TASK A →
Rewrite the records from their first line through the line containing "Provide the mask", inclusive, swapping "lizard" for "gecko" and changing nothing else. Omit the pictures.

DOCUMENT EXTRACT →
★ ★ ★ ★ ★

Naïve: Insinuating War with Iran Versus Finding Peace

09/21/2012 06:09 pm ET | Updated Nov 21, 2012
  • Holly Dagres Iranian-American Analyst and Commentator on Middle East affairs

While appearing on a program awhile back, a pundit responded to my claims on Iran's nuclear program with something along the lines of being "naïve on the topic of Iran". Given the short period that was left, I was not able to give a rebuttal. Nevertheless it got me thinking: Who is naïve? Is it those insinuating a third war in the Middle East, or the ones preventing it by all other means necessary?

The topic of war with Iran is not a matter of party lines as some seem to think, but rather a sense of what people see as being right, backed by factual evidence of the contrary.

It was almost a decade ago when the Iraq war had begun, and it feels like the American people have already forgotten it ever happened. Although the Obama Administration claims that the war ended with the last American troops out of Iraq, it does not mean it's over for the Iraqi people. Perhaps it is because there is little coverage of it happening except for the occasional suicide bombing. I'll tell you who are reminded of it daily: the families of the men and women in uniform as well as the Iraqi people who continue to suffer long after the fall of Saddam Hussein. Let's not forget the millions of displaced people as a result of conflict. Sure we got rid of a tyrant, but has Iraq become better off?

Some see going into Iraq as a success, due to the spread of what many deem as a 'democracy, or in fact, a façade of it. If you talk to the Iraqi people today you get a different sentiment then when Americans first set foot in Baghdad. Just the other month I found myself in a conversation with a family of Shia Iraqis in Tehran, Iran. When I asked how they felt about Iraq they had a look of sadness in their eyes, "It's not good at all, but what is done is done though."

Mind that a Shia government runs Iraq, and if they are complaining, imagine what the Sunnis and other minorities must be feeling.

★ ★ ★ ★ ★

TASK B →
Answer these questions about the opinion piece on war with Iran:
(i) On what date was the piece updated?
(ii) In what city did the author speak with a family of Shia Iraqis?
(iii) What kind of government does the piece say runs Iraq?

DATA EXCERPTS →
★ ★ ★ ★ ★

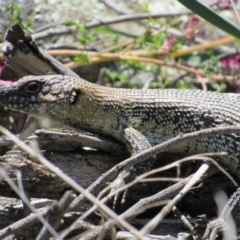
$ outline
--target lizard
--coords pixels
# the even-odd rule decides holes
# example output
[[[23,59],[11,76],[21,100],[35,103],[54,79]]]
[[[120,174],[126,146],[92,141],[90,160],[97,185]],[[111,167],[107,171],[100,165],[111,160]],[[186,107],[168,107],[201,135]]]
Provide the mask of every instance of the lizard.
[[[181,133],[240,125],[239,94],[117,89],[66,75],[23,77],[0,88],[0,103],[39,121],[47,118],[79,130],[113,137],[125,144],[132,155]],[[228,155],[219,156],[218,160],[240,178],[240,137],[237,135],[203,138],[184,147],[176,146],[171,151],[185,155],[226,151]],[[153,161],[147,160],[121,172],[113,188],[148,171]]]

★ ★ ★ ★ ★

COMPLETE RESPONSE A →
$ outline
--target gecko
--coords pixels
# the even-odd rule decides holes
# example output
[[[23,59],[11,76],[21,100],[35,103],[54,79]]]
[[[120,174],[126,146],[92,141],[90,160],[97,185]],[[111,167],[107,171],[100,165],[111,160]],[[186,107],[168,107],[201,135]]]
Provide the mask of every instance of the gecko.

COMPLETE RESPONSE B →
(i) Nov 21, 2012
(ii) Tehran, Iran
(iii) A Shia government